Plaintiff has not pled sufficient factual allegations to support a plausible claim that any of the alleged violations of federal statutory or constitutional law brought in the present action as official capacity federal claims were caused by a specific policy or custom of the Stearns County Sheriff's Department or the Stearns County Sheriff's Office, the two entities of which the named County Defendants are agents. Therefore, the Court recommends dismissal without prejudice of Plaintiff's § 1983 claims (Counts I through VI) against the County Defendants in their official capacities which seek money damages.

(COMPLETE THE FOLLOWING)
1. Reproduce word for word the stretch of the court excerpt from "Plaintiff has not" through "seek money damages.".
2. Answer these questions using the court excerpt:
(a) Of which two entities are the named County Defendants agents?
(b) Which counts of Plaintiff's § 1983 claims does the Court recommend dismissing?
(c) Does the Court recommend dismissal with or without prejudice?

(MATERIAL SUPPLIED)
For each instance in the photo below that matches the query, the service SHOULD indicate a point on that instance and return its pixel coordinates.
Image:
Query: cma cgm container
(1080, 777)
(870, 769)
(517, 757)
==
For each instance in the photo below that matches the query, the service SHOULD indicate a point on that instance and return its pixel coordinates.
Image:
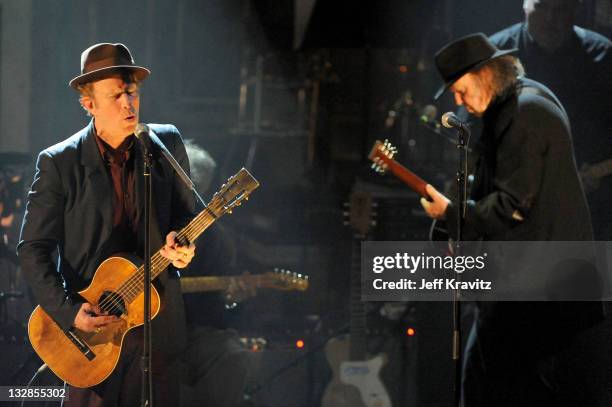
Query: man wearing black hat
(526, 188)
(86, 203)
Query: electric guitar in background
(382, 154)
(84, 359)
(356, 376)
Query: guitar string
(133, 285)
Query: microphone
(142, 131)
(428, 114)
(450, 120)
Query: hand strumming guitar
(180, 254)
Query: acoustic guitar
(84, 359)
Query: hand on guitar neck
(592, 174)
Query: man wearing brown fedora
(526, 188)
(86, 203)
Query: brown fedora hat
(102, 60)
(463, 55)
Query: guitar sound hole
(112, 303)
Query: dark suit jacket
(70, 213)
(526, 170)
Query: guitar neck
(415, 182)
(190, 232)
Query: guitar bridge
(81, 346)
...
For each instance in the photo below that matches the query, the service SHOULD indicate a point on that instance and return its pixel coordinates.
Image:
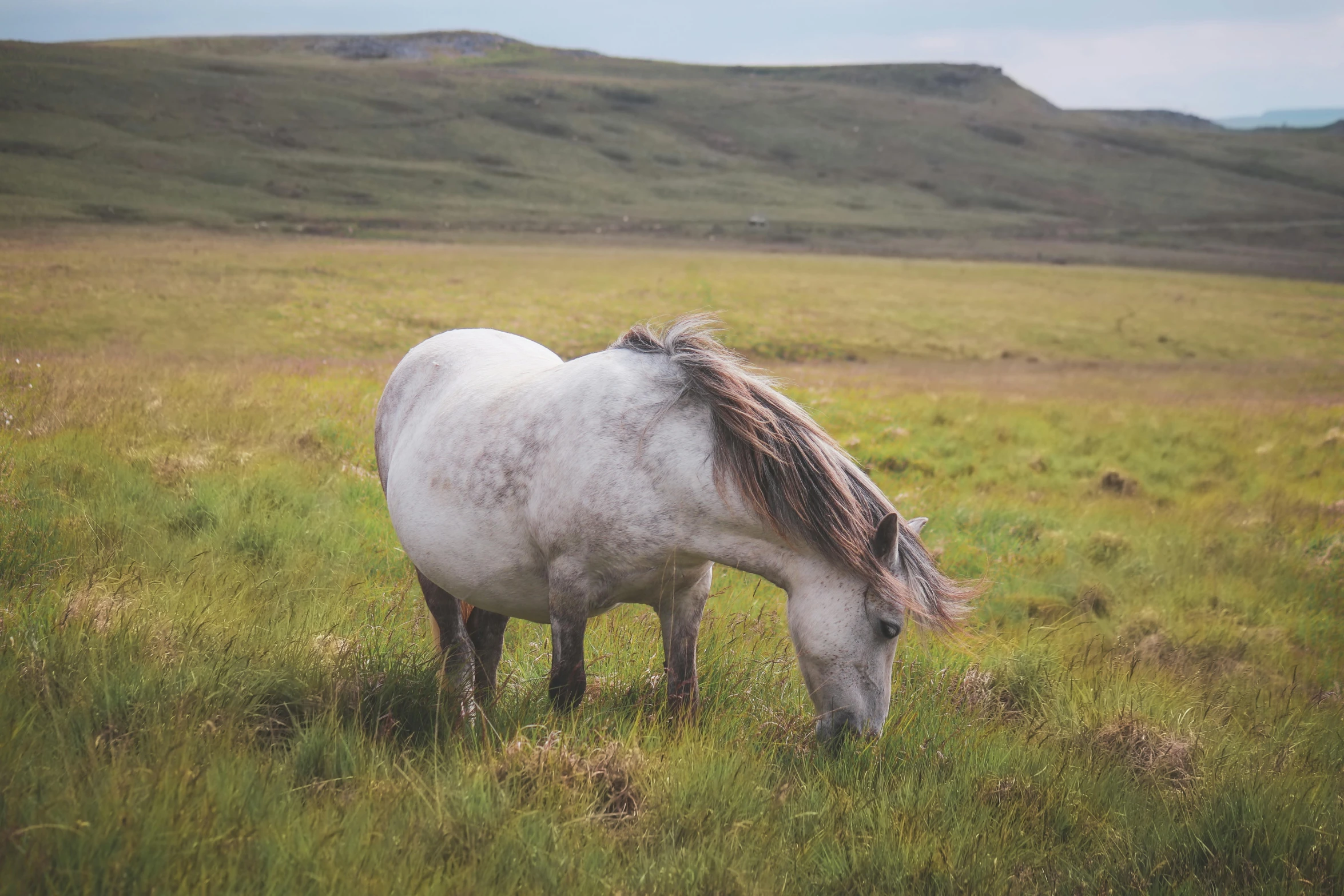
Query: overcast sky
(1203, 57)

(SOLVED TASKS)
1.
Plaintiff has not pled sufficient factual allegations to support a plausible claim that any of the alleged violations of federal statutory or constitutional law brought in the present action as official capacity federal claims were caused by a specific policy or custom of the Stearns County Sheriff's Department or the Stearns County Sheriff's Office, the two entities of which the named County Defendants are agents. Therefore, the Court recommends dismissal without prejudice of Plaintiff's § 1983 claims (Counts I through VI) against the County Defendants in their official capacities which seek money damages.

2.
(a) The Stearns County Sheriff's Department and the Stearns County Sheriff's Office.
(b) Counts I through VI.
(c) Without prejudice.